Dataset entries:
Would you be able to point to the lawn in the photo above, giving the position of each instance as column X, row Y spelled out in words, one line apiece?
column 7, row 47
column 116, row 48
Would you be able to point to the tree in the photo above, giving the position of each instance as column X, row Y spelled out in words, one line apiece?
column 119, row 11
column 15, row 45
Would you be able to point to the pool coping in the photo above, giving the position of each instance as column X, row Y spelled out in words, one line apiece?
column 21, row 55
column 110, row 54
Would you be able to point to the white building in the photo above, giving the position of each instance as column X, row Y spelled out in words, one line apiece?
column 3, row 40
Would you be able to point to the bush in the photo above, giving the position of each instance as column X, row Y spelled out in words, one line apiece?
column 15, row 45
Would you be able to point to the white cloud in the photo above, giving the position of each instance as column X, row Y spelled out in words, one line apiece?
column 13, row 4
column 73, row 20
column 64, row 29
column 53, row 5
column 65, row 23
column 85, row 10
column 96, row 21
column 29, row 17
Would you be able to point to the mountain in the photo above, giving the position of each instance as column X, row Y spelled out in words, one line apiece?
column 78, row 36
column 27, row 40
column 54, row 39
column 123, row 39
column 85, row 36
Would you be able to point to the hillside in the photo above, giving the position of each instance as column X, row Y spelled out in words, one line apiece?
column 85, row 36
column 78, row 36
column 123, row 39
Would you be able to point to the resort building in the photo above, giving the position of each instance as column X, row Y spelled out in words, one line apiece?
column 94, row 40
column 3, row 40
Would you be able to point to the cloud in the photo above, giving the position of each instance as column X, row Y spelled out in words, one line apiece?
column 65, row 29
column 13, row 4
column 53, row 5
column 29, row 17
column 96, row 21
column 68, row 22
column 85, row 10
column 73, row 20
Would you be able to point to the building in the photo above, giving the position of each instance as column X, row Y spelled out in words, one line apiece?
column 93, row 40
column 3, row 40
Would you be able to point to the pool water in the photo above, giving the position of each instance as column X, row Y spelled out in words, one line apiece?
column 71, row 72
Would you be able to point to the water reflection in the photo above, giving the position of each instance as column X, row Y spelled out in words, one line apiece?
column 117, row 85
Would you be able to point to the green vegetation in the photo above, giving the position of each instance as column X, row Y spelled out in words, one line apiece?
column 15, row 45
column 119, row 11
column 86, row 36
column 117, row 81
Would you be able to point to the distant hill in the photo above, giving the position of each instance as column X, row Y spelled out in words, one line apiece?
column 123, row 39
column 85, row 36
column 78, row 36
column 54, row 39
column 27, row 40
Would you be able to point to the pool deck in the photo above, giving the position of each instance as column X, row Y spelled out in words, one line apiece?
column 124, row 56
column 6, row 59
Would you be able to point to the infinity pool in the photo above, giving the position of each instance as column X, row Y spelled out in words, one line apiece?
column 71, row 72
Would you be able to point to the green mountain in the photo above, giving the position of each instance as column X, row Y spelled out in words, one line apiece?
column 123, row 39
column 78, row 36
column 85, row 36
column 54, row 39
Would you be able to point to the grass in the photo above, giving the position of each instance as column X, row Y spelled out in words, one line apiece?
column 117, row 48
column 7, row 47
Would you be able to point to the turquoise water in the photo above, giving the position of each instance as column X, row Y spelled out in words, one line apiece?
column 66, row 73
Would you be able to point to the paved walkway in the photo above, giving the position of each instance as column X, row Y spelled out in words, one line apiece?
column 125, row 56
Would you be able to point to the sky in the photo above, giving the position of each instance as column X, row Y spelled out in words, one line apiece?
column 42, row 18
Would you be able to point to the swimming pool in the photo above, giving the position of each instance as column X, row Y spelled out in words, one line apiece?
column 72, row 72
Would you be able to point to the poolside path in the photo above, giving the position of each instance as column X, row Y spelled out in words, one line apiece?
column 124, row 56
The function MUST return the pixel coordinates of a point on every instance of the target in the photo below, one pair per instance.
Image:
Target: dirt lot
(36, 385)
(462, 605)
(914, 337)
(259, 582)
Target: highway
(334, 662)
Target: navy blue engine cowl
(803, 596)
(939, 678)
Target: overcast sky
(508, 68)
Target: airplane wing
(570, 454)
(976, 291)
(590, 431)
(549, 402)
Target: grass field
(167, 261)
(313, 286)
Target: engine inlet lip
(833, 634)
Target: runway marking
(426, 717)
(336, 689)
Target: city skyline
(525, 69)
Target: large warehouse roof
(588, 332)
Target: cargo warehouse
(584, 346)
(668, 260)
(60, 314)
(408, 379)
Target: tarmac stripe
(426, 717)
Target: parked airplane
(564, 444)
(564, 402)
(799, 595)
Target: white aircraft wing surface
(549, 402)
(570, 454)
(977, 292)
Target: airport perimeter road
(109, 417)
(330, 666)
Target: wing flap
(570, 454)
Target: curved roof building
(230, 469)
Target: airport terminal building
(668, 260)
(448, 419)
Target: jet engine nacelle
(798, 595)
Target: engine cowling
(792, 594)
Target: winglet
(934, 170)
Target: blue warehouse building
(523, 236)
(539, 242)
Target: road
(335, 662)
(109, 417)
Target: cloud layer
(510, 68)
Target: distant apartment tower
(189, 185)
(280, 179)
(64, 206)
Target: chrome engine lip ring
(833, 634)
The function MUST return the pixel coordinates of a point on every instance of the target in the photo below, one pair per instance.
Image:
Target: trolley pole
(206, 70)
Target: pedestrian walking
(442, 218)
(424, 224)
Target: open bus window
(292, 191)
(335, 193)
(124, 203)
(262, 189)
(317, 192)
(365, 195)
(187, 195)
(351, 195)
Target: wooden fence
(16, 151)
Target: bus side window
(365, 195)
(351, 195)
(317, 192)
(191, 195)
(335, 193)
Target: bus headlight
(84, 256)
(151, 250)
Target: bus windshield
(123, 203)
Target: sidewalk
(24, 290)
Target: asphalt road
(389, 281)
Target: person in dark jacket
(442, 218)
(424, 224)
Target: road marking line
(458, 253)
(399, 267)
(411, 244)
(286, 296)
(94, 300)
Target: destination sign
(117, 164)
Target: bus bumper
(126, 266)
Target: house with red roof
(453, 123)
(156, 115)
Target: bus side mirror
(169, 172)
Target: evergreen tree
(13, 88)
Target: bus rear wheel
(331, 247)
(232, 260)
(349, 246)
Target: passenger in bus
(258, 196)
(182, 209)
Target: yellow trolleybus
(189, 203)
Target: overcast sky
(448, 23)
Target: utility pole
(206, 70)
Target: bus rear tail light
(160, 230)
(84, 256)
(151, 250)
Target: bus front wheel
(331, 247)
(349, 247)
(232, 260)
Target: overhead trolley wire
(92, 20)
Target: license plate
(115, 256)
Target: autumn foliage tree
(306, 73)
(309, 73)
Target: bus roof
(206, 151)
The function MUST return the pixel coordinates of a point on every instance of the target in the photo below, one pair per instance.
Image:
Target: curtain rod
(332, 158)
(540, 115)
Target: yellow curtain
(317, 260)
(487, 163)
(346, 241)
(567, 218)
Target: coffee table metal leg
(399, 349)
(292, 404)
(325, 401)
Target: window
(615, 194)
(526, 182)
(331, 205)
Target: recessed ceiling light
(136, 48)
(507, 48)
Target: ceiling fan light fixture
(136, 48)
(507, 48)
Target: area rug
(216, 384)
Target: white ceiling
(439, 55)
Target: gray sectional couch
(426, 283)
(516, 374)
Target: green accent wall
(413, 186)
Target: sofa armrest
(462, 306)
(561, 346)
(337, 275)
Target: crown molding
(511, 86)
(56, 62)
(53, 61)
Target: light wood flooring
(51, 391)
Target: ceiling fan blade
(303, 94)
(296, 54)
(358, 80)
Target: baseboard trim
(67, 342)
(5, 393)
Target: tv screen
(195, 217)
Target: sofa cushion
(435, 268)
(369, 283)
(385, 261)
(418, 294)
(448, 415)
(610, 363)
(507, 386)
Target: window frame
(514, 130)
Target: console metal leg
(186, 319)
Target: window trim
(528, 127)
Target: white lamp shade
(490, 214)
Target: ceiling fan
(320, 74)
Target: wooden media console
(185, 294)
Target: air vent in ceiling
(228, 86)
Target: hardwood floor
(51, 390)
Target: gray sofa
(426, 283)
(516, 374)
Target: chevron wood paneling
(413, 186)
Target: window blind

What you have to do:
A word-for-word restatement of the lines running from the one with "Target: green accent wall" to the last line of the records is the whole answer.

Response for this exercise:
Target: green accent wall
(413, 186)
Target: sofa armrest
(462, 306)
(561, 346)
(337, 275)
Target: crown molding
(511, 86)
(56, 62)
(53, 61)
Target: light wood flooring
(51, 391)
Target: ceiling fan blade
(303, 94)
(296, 54)
(358, 80)
Target: baseboard trim
(67, 342)
(5, 393)
Target: tv screen
(195, 217)
Target: sofa cushion
(435, 268)
(369, 283)
(385, 261)
(418, 294)
(448, 415)
(610, 363)
(507, 386)
Target: window frame
(514, 130)
Target: console metal leg
(186, 319)
Target: window trim
(528, 127)
Target: white lamp shade
(490, 214)
Target: ceiling fan
(320, 74)
Target: wooden media console
(185, 294)
Target: air vent in ceiling
(228, 86)
Target: hardwood floor
(51, 390)
Target: gray sofa
(426, 283)
(516, 374)
Target: chevron wood paneling
(413, 186)
Target: window blind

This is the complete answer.